## Entries from a point annotation set
****

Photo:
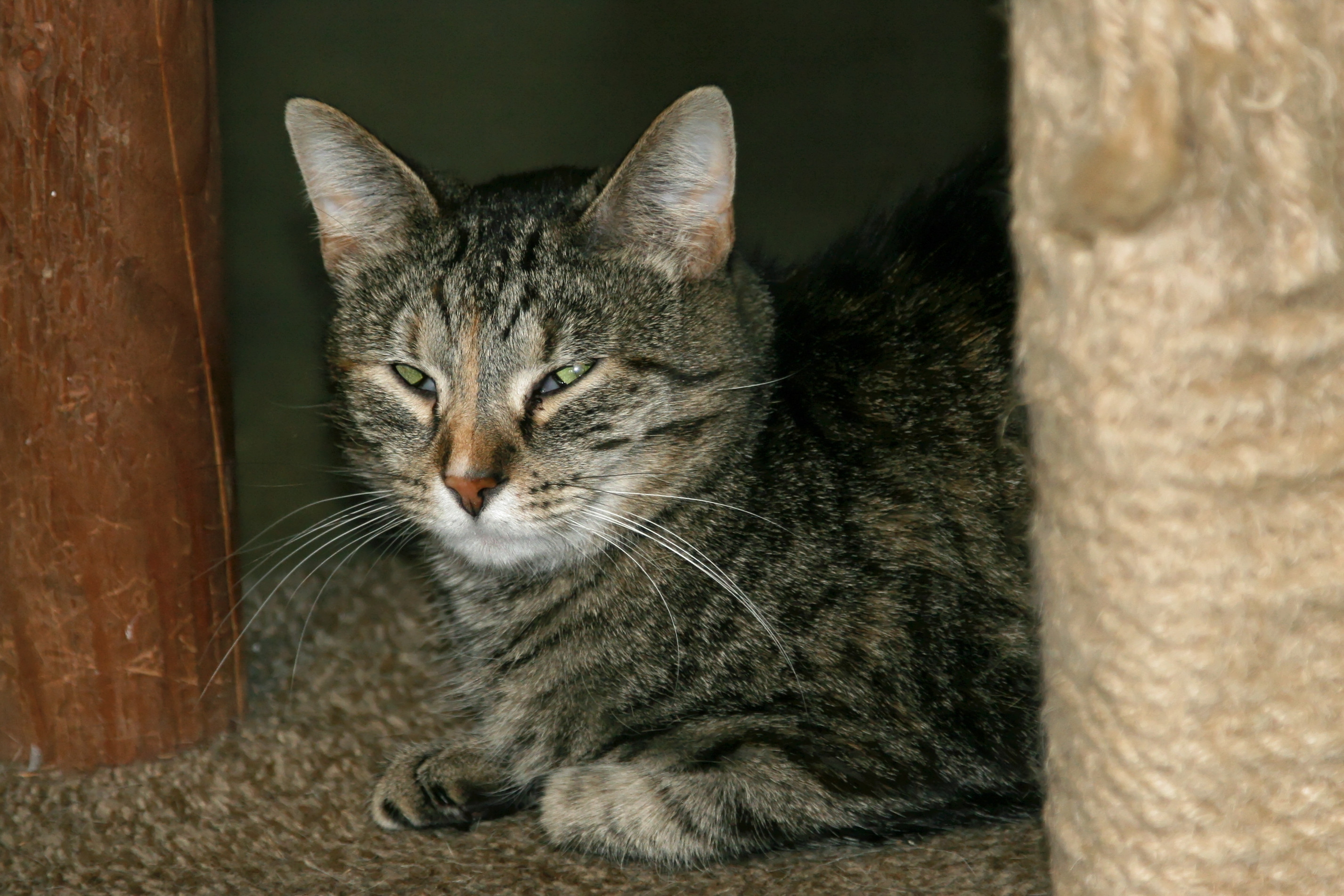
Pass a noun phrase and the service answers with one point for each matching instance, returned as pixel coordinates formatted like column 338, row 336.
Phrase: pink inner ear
column 671, row 201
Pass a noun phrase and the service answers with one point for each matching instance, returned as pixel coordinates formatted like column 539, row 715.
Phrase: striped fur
column 758, row 577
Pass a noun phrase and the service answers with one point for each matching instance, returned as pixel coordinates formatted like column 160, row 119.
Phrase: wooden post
column 117, row 608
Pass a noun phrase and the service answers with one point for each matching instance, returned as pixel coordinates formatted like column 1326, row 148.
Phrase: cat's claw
column 440, row 785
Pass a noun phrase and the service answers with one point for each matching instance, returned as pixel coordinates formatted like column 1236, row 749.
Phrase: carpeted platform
column 280, row 806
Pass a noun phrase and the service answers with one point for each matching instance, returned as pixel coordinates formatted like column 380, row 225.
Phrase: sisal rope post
column 116, row 600
column 1179, row 228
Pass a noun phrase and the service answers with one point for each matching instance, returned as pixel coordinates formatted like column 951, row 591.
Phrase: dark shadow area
column 839, row 108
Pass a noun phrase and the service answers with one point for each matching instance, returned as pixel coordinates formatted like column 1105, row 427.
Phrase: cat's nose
column 472, row 491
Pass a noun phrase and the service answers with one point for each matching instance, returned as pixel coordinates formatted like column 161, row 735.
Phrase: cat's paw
column 620, row 810
column 440, row 785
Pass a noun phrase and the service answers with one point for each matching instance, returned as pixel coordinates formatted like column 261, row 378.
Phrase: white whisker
column 667, row 606
column 278, row 585
column 682, row 497
column 705, row 565
column 303, row 630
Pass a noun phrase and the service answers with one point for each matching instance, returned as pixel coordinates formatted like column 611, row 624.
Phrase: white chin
column 491, row 547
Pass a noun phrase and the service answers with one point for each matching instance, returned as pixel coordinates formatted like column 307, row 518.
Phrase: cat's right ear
column 366, row 198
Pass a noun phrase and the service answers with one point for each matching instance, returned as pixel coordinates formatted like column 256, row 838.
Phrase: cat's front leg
column 676, row 809
column 445, row 783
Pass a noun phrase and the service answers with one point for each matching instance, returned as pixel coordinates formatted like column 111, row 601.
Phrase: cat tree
column 116, row 603
column 1179, row 225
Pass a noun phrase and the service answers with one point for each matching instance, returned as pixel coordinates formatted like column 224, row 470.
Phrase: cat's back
column 896, row 354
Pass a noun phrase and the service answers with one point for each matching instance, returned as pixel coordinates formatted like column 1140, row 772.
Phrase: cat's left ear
column 670, row 204
column 366, row 198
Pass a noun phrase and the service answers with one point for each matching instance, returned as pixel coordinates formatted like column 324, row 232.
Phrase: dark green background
column 839, row 106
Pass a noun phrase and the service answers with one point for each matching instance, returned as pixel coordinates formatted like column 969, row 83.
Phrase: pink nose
column 471, row 492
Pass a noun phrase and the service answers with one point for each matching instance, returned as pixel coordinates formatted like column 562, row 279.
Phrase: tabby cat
column 726, row 561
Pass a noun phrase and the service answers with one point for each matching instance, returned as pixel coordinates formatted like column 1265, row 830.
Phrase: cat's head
column 530, row 365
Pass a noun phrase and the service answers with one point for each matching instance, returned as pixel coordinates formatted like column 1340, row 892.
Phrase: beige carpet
column 280, row 805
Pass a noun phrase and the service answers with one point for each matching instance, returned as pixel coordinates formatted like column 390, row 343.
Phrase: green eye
column 415, row 378
column 562, row 378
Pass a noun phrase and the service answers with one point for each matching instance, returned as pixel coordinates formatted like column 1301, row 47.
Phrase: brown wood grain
column 116, row 492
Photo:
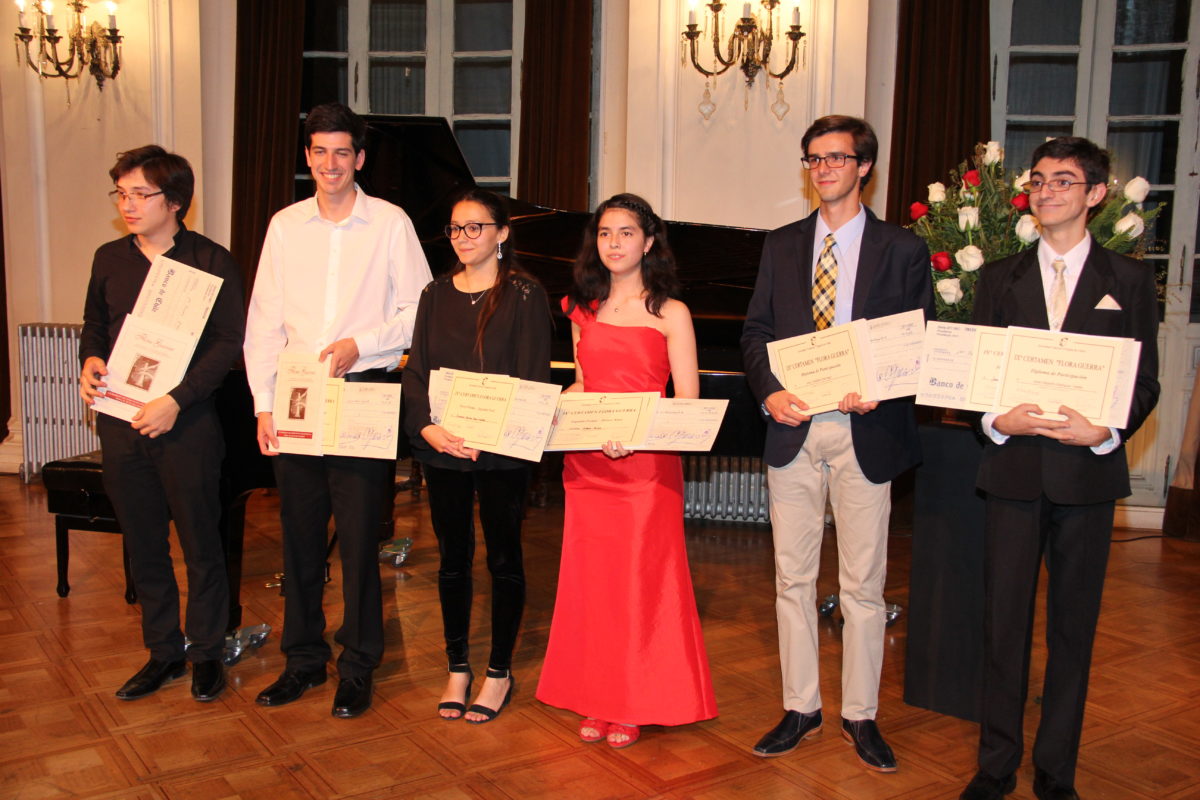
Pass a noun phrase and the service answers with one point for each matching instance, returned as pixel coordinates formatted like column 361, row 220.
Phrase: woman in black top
column 485, row 316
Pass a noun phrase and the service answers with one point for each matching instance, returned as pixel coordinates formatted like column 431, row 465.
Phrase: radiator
column 55, row 423
column 725, row 487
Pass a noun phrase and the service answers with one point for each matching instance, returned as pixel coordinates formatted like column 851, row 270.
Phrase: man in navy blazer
column 1051, row 485
column 852, row 453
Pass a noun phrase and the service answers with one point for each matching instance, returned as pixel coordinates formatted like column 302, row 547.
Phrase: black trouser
column 502, row 494
column 150, row 482
column 354, row 492
column 1074, row 541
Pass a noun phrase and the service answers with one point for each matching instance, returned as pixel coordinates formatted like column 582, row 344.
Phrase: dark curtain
column 943, row 95
column 556, row 102
column 5, row 372
column 267, row 102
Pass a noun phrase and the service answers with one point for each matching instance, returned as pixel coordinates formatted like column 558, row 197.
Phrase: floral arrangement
column 983, row 215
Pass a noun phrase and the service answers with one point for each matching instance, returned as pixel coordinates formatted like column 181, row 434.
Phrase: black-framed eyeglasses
column 1055, row 184
column 118, row 196
column 472, row 229
column 833, row 161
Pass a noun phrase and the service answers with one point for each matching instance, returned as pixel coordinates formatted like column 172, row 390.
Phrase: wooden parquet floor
column 64, row 734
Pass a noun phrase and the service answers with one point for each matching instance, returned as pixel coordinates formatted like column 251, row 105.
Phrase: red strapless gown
column 625, row 643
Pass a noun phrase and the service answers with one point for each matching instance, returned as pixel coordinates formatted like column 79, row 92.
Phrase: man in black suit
column 838, row 264
column 1051, row 483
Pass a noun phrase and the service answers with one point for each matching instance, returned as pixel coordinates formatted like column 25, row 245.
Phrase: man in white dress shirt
column 340, row 276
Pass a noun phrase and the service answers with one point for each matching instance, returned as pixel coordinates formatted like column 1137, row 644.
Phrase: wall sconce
column 94, row 47
column 749, row 47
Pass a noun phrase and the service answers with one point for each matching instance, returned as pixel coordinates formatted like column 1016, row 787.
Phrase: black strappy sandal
column 491, row 714
column 454, row 705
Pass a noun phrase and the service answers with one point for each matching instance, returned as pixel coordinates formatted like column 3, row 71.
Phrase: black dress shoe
column 150, row 678
column 869, row 744
column 353, row 697
column 208, row 679
column 291, row 686
column 786, row 737
column 1047, row 788
column 985, row 787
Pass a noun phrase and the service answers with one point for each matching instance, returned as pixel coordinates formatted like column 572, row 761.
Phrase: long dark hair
column 505, row 268
column 592, row 277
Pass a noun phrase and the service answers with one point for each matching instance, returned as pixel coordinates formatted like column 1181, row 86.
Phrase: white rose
column 1129, row 224
column 970, row 258
column 951, row 290
column 1027, row 228
column 1137, row 190
column 969, row 217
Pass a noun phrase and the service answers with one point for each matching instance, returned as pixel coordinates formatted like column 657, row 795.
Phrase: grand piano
column 415, row 163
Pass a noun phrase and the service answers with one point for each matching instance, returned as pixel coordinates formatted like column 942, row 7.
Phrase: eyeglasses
column 118, row 196
column 1056, row 185
column 833, row 161
column 472, row 229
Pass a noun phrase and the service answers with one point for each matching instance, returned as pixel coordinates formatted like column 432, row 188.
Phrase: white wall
column 742, row 167
column 57, row 154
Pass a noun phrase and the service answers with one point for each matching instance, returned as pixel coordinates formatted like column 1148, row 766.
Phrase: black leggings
column 502, row 494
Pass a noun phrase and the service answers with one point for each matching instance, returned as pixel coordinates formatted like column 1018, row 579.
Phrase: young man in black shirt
column 166, row 463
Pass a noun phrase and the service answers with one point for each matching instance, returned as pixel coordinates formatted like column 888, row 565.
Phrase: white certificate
column 148, row 361
column 820, row 368
column 177, row 295
column 527, row 420
column 1091, row 374
column 961, row 366
column 589, row 420
column 685, row 425
column 893, row 353
column 299, row 403
column 360, row 419
column 477, row 407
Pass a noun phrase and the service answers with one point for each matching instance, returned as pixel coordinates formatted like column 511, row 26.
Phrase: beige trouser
column 861, row 509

****

## Task brief
Copy out every line of these items word for word, omitting the pictures.

## Response to this task
Photo:
Pass a noun phrase and the service answers with one point for each matching instance, returned as pixel coordinates formatted like column 338, row 336.
Phrase: pink inner ear
column 671, row 201
Pass a noun phrase and the service answers with one point for each matching instance, returned as pixel coordinates formatted like column 539, row 715.
Phrase: striped fur
column 758, row 577
Pass a noun phrase and the service answers with one point for each matching instance, returned as pixel coordinates formatted like column 160, row 119.
Phrase: wooden post
column 117, row 608
Pass a noun phrase and the service answers with one point for each matching instance, returned as pixel coordinates formatted like column 1326, row 148.
Phrase: cat's claw
column 440, row 785
Pass a noun phrase and the service answers with one point for each matching instance, returned as pixel coordinates formatted like column 1236, row 749.
Phrase: carpeted platform
column 280, row 806
Pass a noun phrase and the service answers with one point for each matching instance, returned as pixel coordinates formatted like column 380, row 225.
Phrase: sisal rope post
column 116, row 600
column 1179, row 228
Pass a noun phrase and the service answers with one point for each matching instance, returned as pixel coordinates formatted like column 951, row 591.
Phrase: dark shadow area
column 839, row 108
Pass a noun phrase and the service answers with one point for each matching instance, returned as pixel coordinates formatted like column 1105, row 427.
Phrase: cat's nose
column 472, row 491
Pass a noun phrase and the service answers with one point for each matching instance, returned as pixel coordinates formatted like column 161, row 735.
Phrase: cat's paw
column 620, row 810
column 440, row 785
Pass a noun phrase and the service answers with one point for each matching instance, returned as pixel coordinates formatted like column 261, row 378.
Phrase: white whisker
column 667, row 606
column 278, row 585
column 682, row 497
column 705, row 565
column 303, row 630
Pass a noun phrase and the service answers with one point for each matching instance, returned as pixel coordinates formatted like column 611, row 624.
Phrase: white chin
column 491, row 547
Pass a noun phrase and the service answers with one point for each matching instance, returned as pixel coordinates formatted like column 307, row 518.
Phrase: cat's right ear
column 366, row 198
Pass a noun phrase and the service answers with one point for each matching instance, returned as pixel coordinates formatted like column 256, row 838.
Phrase: cat's front leg
column 676, row 809
column 445, row 783
Pass a noun phrase and the service answers with one point for each matching instance, returned as pixel coordinates formatted like column 111, row 601.
Phrase: cat tree
column 116, row 603
column 1179, row 225
Pass a noun phrase and the service answers with one point for each matching instance, returned as pixel coordinates formatted like column 224, row 470.
Phrase: cat's back
column 896, row 354
Pass a noun phrase and the service answers with one point for each matching instance, returned as pixel coordinates formatted like column 1140, row 772.
Phrase: cat's left ear
column 670, row 204
column 366, row 198
Pass a noun phrase and the service answers with one point for each matching instance, returned as pixel coordinates formatted like column 324, row 232.
Phrase: dark green background
column 839, row 106
Pass a noun phrase and the service answers with one point for each matching instance, returned as pixel coordinates formatted like column 969, row 83.
Phrase: pink nose
column 471, row 492
Pass a noun phrase and the service answers with one point for each matching instance, returned as pixel coordinates formatted like column 562, row 279.
Phrase: tabby cat
column 726, row 561
Pass a noun phrase and the service answers with one point for each matching instance, returned as pixel coordinates formatted like column 1265, row 830.
Phrase: cat's head
column 530, row 365
Pass a noun phrase and the service answers with one point for each matching instance, returned as pixel coordinates formatted like column 1340, row 892.
Phrase: beige carpet
column 280, row 805
Pass a noun phrase and the service answers with one point for each matching instance, returned as pixel coordinates formatted like column 390, row 343.
Phrase: green eye
column 415, row 378
column 562, row 378
Pass a noun phrase and the service answers with one point for each matching instance, returned as pixel coordinates formatted like column 1301, row 47.
Phrase: brown wood grain
column 116, row 492
Photo:
Pass a noun phrase and the service answers with one point for each matching instance, returned as pixel coordinates formatted like column 361, row 220.
Phrase: woman in black top
column 485, row 316
Pass a noun phrase and the service answers with one point for each matching instance, returned as pixel coordinates formatted like column 431, row 465.
Phrase: radiator
column 55, row 423
column 725, row 487
Pass a noun phrase and the service answers with one point for each matching instance, returned as pixel coordinates formatted like column 851, row 270.
Phrase: man in navy blazer
column 1051, row 485
column 852, row 453
Pass a noun phrase and the service answers with one point for each matching instance, returned as pixel coordinates formatted like column 302, row 547.
Phrase: black trouser
column 502, row 494
column 150, row 482
column 354, row 492
column 1074, row 541
Pass a noun phrase and the service answers with one point for each matching instance, returned as pixel coordinates formatted like column 582, row 344.
Phrase: dark curtain
column 943, row 95
column 556, row 102
column 5, row 372
column 267, row 102
Pass a noun phrase and the service answers with one point for each matching instance, returned as pixel coordinates formatted like column 558, row 197.
Phrase: floral arrangement
column 983, row 215
Pass a noun phrase and the service answers with one point for each matching instance, returned as pixel coordinates formatted like column 181, row 434.
Phrase: black-framed eyeglasses
column 1055, row 184
column 118, row 196
column 472, row 229
column 833, row 161
Pass a noun phrase and the service answers with one point for each matching instance, returned as pixel coordinates formatted like column 172, row 390.
Phrase: wooden parquet floor
column 64, row 734
Pass a noun phrase and the service answers with one point for each matching instance, returned as pixel coordinates formatted like column 251, row 105.
Phrase: red strapless gown
column 625, row 643
Pass a noun phrase and the service answers with one point for each matching instance, returned as pixel coordinates formatted like column 79, row 92.
Phrase: man in black suit
column 838, row 264
column 1051, row 483
Pass a noun phrase and the service answers with one point for each matching instance, returned as pixel coordinates formatted like column 25, row 245.
Phrase: man in white dress shirt
column 340, row 276
Pass a noun phrase and the service answers with one point for each matching instance, returned as pixel coordinates formatted like column 1137, row 644.
Phrase: wall sconce
column 94, row 47
column 749, row 47
Pass a noun phrase and the service answers with one point for each matching instance, returned as pixel coordinates formatted like column 1016, row 787.
Phrase: black strappy sandal
column 491, row 714
column 454, row 705
Pass a noun phrase and the service answers with one point for each matching instance, returned as pixel coordinates formatted like column 3, row 71.
Phrase: black dress shoe
column 150, row 678
column 869, row 744
column 353, row 697
column 208, row 679
column 291, row 686
column 786, row 737
column 1047, row 788
column 985, row 787
Pass a noun phrase and the service answers with one point for each matching instance, returned as pixel coordinates formatted like column 572, row 761.
Phrase: long dark hair
column 505, row 268
column 592, row 277
Pass a noun phrase and the service answers with one point for each matching instance, returned as pixel coordinates formatted like column 1181, row 86.
Phrase: white rose
column 1129, row 224
column 970, row 258
column 951, row 290
column 1027, row 228
column 1137, row 190
column 969, row 217
Pass a noun phrase and the service answers with one point for each matching instance, returned as pixel coordinates formatted like column 657, row 795.
Phrase: grand piano
column 415, row 163
Pass a noun phrase and the service answers with one point for each matching instance, returned as pixel coordinates formatted like column 942, row 7.
Phrase: eyeglasses
column 118, row 196
column 1056, row 185
column 833, row 161
column 472, row 229
Pass a noun phrase and the service answers with one point for each matching instance, returned as pixel coordinates formatted like column 432, row 188.
Phrase: white wall
column 742, row 167
column 57, row 154
Pass a noun phrase and the service answers with one point for each matching instance, returned as pixel coordinates formatted like column 1148, row 766.
Phrase: black leggings
column 502, row 494
Pass a noun phrase and the service answers with one point for each matching instance, returned as pixel coordinates formatted like column 1018, row 579.
Phrase: young man in black shirt
column 166, row 463
Pass a noun phrase and the service answers with one point for each matching instance, returned as pixel coordinates formatted like column 888, row 565.
Phrase: white certificate
column 148, row 361
column 820, row 368
column 177, row 295
column 527, row 420
column 1091, row 374
column 961, row 366
column 589, row 420
column 685, row 425
column 893, row 353
column 299, row 403
column 360, row 419
column 477, row 407
Pass a noun phrase and the service answers with one point for each matching instance, returned as pixel coordinates formatted like column 511, row 26.
Phrase: beige trouser
column 861, row 509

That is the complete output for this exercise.